- _To do_
Rewrite every listing below with "segment" swapped for "delineate" and nothing else changed. Please leave the pictures out of your answer.

- _Labeling and segmentation records_
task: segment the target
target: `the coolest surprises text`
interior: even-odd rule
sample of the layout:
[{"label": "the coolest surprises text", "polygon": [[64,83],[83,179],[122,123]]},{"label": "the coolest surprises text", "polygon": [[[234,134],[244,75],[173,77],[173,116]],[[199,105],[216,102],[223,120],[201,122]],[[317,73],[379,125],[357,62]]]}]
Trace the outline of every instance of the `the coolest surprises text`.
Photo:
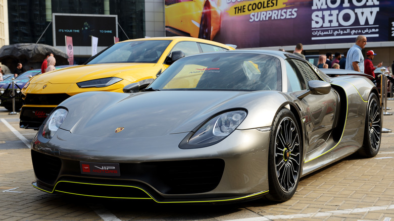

- _Output_
task: delineate the target
target: `the coolest surprises text`
interior: even-odd rule
sample of the layout:
[{"label": "the coolest surprises text", "polygon": [[64,83],[83,179],[122,123]]},{"label": "the coolest surprises text", "polygon": [[[234,134],[244,75],[173,77],[173,116]],[[199,105],[216,102],[223,120],[201,122]],[[317,73],[379,125],[357,62]]]}]
Trace the outline of every instance of the `the coolest surprises text`.
Photo:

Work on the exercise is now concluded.